[Assignment] Continue the news article below about the judge's ruling on NIH grant cuts, picking up after its last sentence.

[Document extract]

Judge rules some NIH grant cuts illegal, saying he's never seen such discrimination in 40 years
WASHINGTON — A federal judge ruled Monday it was illegal for the Trump administration to cancel several hundred research grants, adding that the cuts raise serious questions about racial discrimination.
U.S. District Judge William Young in Massachusetts said the administration's process was 'arbitrary and capricious' and that it did not follow long-held government rules and standards when it abruptly canceled grants deemed to focus on gender identity or diversity, equity and inclusion.
In a hearing Monday on two cases calling for the grants to be restored, the judge pushed government lawyers to offer a formal definition of DEI, questioning how grants could be canceled for that reason when some were designed to study health disparities as Congress had directed.

[Data supplied]
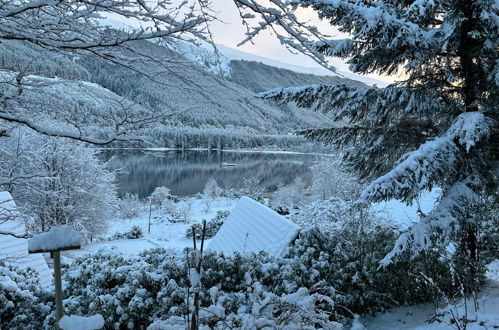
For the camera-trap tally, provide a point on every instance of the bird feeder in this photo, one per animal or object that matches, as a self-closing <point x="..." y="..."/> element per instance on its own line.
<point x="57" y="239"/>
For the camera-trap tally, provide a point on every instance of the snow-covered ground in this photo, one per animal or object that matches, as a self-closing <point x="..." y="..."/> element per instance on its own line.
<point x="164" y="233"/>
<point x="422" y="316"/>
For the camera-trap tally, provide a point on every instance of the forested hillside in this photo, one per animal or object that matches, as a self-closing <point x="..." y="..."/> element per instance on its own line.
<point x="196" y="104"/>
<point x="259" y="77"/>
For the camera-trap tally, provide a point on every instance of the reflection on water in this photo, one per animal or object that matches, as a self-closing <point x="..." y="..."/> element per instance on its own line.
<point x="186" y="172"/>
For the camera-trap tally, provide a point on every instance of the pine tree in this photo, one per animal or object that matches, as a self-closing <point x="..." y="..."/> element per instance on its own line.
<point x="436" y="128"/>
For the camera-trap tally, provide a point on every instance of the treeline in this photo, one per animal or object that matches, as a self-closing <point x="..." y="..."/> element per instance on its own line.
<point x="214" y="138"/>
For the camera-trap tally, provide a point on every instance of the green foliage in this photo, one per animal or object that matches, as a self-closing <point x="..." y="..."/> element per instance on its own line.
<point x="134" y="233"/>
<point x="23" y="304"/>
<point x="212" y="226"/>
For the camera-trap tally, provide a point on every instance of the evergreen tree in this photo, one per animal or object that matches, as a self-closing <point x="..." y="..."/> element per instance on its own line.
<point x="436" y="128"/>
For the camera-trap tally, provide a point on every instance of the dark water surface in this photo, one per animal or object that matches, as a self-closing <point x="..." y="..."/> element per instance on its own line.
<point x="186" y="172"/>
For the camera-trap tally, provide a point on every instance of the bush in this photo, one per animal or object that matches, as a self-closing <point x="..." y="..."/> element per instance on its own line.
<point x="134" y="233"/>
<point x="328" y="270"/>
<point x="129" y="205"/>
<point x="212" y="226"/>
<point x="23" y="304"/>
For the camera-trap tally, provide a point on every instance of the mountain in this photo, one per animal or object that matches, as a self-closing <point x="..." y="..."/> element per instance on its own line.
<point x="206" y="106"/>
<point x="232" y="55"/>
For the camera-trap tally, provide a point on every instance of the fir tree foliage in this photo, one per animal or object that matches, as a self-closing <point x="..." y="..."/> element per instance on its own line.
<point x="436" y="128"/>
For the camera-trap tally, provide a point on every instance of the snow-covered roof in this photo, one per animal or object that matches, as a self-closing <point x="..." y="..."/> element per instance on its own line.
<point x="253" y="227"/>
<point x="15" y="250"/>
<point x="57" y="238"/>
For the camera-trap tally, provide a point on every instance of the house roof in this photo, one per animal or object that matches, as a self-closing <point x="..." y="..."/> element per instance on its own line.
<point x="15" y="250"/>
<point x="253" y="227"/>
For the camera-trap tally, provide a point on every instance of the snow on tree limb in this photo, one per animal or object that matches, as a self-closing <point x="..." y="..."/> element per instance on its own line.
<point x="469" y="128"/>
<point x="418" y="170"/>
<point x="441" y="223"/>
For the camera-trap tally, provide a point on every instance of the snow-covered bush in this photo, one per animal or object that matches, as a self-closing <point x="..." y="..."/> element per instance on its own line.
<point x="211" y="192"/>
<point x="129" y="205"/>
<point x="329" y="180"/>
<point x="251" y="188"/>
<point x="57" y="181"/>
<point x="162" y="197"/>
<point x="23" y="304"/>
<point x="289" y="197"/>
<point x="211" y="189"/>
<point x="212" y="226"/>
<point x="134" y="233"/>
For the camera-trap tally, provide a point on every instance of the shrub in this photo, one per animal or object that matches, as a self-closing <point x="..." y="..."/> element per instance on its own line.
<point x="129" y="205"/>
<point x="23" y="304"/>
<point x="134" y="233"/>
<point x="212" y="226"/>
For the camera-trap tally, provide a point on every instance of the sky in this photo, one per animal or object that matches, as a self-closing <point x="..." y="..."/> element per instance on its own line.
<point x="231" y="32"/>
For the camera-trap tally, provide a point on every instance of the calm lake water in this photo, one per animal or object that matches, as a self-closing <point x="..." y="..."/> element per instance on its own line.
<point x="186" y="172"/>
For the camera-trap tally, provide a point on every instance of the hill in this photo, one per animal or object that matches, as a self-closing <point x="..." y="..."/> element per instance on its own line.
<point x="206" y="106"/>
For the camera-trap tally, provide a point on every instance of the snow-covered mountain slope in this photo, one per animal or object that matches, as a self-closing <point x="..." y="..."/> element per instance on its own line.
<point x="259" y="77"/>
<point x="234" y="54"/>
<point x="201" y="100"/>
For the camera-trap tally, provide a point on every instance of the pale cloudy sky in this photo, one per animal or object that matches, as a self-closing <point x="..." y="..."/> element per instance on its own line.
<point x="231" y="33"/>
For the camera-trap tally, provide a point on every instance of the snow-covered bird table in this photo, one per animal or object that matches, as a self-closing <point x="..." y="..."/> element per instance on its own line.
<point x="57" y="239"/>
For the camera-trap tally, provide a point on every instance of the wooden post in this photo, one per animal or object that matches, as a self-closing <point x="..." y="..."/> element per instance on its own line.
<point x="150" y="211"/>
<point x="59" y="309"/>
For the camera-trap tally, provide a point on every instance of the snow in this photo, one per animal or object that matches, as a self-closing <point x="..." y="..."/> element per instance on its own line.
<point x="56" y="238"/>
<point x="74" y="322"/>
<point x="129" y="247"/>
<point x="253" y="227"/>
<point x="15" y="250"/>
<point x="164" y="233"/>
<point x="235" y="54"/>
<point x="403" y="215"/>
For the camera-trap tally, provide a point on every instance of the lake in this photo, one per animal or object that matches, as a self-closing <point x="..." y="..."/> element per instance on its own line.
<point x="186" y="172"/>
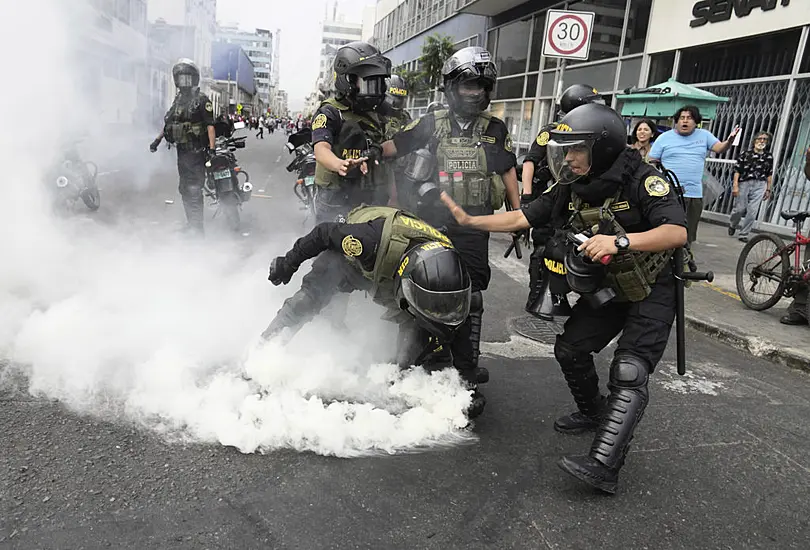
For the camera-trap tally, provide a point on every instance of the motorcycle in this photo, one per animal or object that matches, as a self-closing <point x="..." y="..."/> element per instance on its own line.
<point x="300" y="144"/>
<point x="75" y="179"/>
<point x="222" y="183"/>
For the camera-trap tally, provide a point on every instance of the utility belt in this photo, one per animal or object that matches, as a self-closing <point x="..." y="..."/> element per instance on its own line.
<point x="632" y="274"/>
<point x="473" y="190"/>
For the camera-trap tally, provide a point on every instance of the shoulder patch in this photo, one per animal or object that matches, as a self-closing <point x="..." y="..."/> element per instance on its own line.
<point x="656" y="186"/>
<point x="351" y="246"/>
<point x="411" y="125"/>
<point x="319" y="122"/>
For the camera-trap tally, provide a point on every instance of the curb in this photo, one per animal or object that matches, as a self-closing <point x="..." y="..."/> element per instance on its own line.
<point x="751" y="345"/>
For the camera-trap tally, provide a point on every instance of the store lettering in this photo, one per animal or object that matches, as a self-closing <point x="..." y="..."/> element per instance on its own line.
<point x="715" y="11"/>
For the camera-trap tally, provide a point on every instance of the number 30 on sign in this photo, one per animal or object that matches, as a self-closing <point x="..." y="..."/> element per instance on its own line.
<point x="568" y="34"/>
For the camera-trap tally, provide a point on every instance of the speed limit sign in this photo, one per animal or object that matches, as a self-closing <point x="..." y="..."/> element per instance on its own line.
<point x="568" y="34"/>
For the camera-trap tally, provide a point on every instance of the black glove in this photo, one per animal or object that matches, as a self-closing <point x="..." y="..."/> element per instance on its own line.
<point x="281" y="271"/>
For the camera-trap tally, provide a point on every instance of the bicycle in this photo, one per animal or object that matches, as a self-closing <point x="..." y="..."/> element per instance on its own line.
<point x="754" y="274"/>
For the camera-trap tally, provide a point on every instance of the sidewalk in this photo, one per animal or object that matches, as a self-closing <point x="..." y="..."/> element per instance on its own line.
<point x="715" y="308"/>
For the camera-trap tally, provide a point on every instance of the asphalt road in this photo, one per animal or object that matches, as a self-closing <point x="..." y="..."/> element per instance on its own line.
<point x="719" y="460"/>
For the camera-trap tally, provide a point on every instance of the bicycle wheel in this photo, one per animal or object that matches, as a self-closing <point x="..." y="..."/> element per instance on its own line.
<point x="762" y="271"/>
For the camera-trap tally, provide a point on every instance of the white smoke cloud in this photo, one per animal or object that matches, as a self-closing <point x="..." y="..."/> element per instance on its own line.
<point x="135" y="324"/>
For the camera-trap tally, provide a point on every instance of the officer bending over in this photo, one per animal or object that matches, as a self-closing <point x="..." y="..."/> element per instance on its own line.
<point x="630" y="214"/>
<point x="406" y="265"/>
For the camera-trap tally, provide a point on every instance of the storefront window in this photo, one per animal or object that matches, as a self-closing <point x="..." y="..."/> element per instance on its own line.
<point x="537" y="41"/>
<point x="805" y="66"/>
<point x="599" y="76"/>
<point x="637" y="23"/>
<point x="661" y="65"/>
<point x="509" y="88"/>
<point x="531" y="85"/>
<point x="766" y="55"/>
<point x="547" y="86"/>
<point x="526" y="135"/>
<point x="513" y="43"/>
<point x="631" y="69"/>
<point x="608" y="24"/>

[Result]
Young, an appointee of Republican President Ronald Reagan, went on to address what he called 'a darker aspect' to the cases, calling it 'palpably clear' that what was behind the government actions was 'racial discrimination and discrimination against America's LGBTQ community.'
After 40 years on the bench, 'I've never seen government racial discrimination like this,' Young added. He ended Monday's hearing saying, 'Have we no shame.'
During his remarks ending the hearing, the judge said he would issue his written order soon.
Young's decision addresses only a fraction of the hundreds of NIH research projects the Trump administration has cut — those specifically addressed in two lawsuits filed separately this spring by 16 attorneys general from Democratic states, public health advocacy groups and some affected scientists. A full count wasn't immediately available.
In the California lawsuit, filed in April with the other Democratic states, Atty. Gen. Rob Bonta said the UC system had received more than $2 billion in NIH awards in 2024 and that CSU had spent more than $90 million on NIH-funded research the same year. At the time of filing, Bonta wrote that the UC system's five health centers were awaiting action on grant proposals totaling $563 million.
While Young said the funding must be restored, Monday's action was an interim step as the ruling could be appealed.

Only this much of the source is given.